SELECTED EXCERPT —
** BEGIN **
Loss ” means any loss, liability, claim, obligation, deficiency, demand, judgment, damage, interest, fines, penalties, claims, suits, actions, causes of action, assessments, awards, costs and expenses (including costs of investigation and defense and attorneys’ and other professionals’ fees), whether or not involving a third-party claim.

Management Restricted Stock Agreement ” means the Amended and Restated Restricted Stock Agreement dated December 21, 2007, by and among the Company, BC Management Holdings, LLC, Austin Ventures VIII, L.P., AV Partners VII, L.P., and AV Partners VIII, L.P., as amended by that certain Amendment #1 to Amended and Restated Restricted Stock Agreement dated June 16, 2008.

Management Stockholders ” means Steve Denton, Dan Donovan, Rob Bothwell, Frank McKenna and Scott Davis.

Merger Consideration ” means (i) the Purchase Price, plus (ii) the Aggregate Option Exercise Price, the Aggregate Warrant Exercise Price and the Aggregate Stockholder Loan Value, plus (iii) the Estimated Working Capital Excess, if any, minus (iv) the amount of the Merger Consideration Deductions, and minus (v) the Escrowed Amount.
** END **
TO DO —
A. In the contract definitions, which people are named as the Management Stockholders?
B. Carry on the contract definitions from the point at which they stop.
The lines after this come from a different source.

GIVEN DATA —
** BEGIN **
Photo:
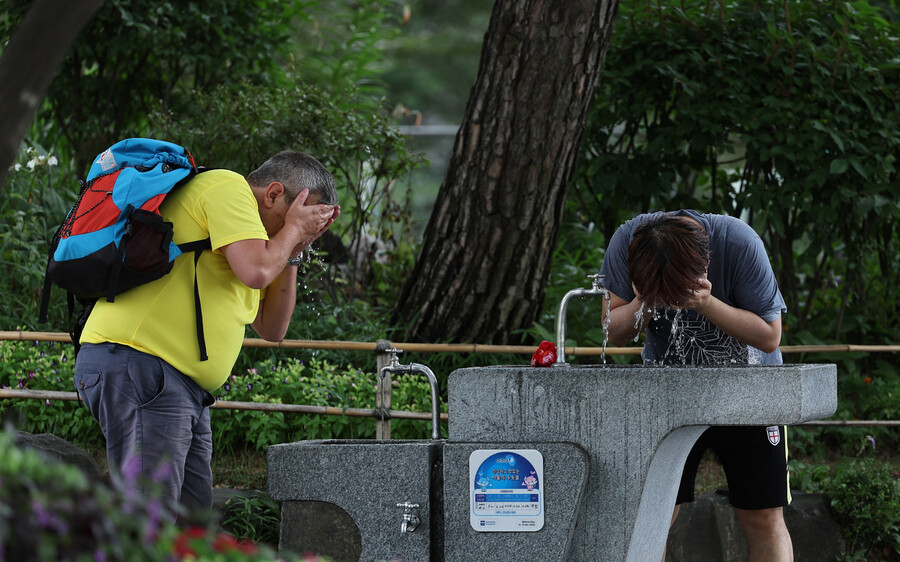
** END **
RESPONSES —
A. Steve Denton, Dan Donovan, Rob Bothwell, Frank McKenna and Scott Davis.

B.
Merger Consideration Deductions ” means the aggregate amount of (i) the outstanding Indebtedness, (ii) all outstanding Company Fees and Expenses set forth on the Third Party Payables Schedule and (iii) the Estimated Working Capital Shortfall, if any.

Mississippi Pre-Closing Tax Liability ” means any Taxes due and payable by the Company for the Pre-Closing Tax Period or Straddle Period in the State of Mississippi and any attendant Taxes due in other jurisdictions related to the failure to file Tax Returns or pay Taxes in the State of Mississippi during the Pre-Closing Tax Period.

Modified Non-Compete Agreement ” means those certain Non-Competition, Non-Solicitation, Confidentiality and Non-Disclosure Agreements, in the form attached as Exhibit F-1 hereto, to be entered into as of the Closing Date by and among Parent, the Company and the individuals listed on Schedule 7.6(l) .

Non-Compete Agreement ” means those certain Non-Competition, Non-Solicitation, Confidentiality and Non-Disclosure Agreements, in the form attached as Exhibit F-2 hereto, to be entered into as of the Closing Date by and among Parent, the Company and the individuals listed on Schedule 7.6(j) .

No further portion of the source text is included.